▶ Records provided:
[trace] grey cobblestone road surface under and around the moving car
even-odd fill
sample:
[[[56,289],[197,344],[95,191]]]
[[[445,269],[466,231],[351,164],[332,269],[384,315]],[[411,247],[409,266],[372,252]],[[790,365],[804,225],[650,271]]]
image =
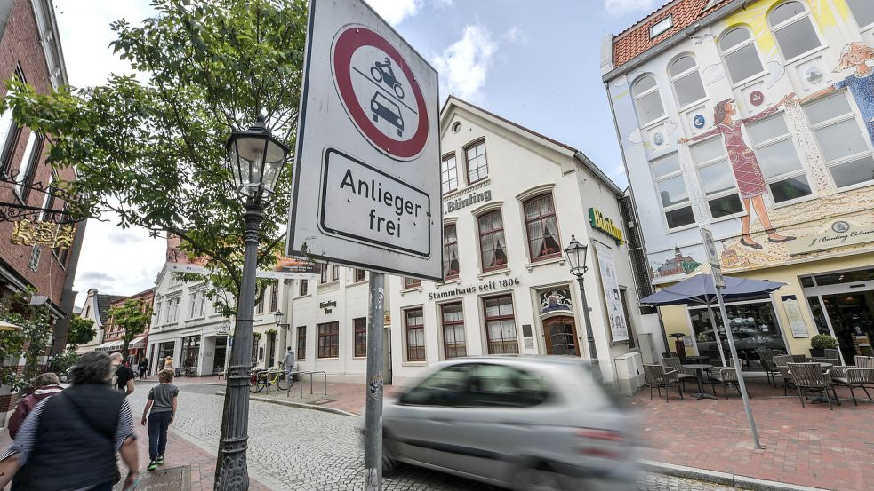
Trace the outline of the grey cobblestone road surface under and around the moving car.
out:
[[[138,414],[150,383],[137,384],[131,396]],[[222,399],[215,385],[180,381],[179,411],[171,428],[191,443],[214,454],[219,438]],[[253,401],[249,418],[249,469],[253,478],[275,489],[351,491],[364,487],[364,458],[356,418]],[[172,453],[172,448],[168,448]],[[389,491],[499,491],[436,471],[403,466],[383,481]],[[686,479],[646,474],[639,490],[726,491]]]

▶ Exercise description: Taking the lines above one at a time, give the number of them that contain the string "under". Add nothing else.

▶ Written solution: 2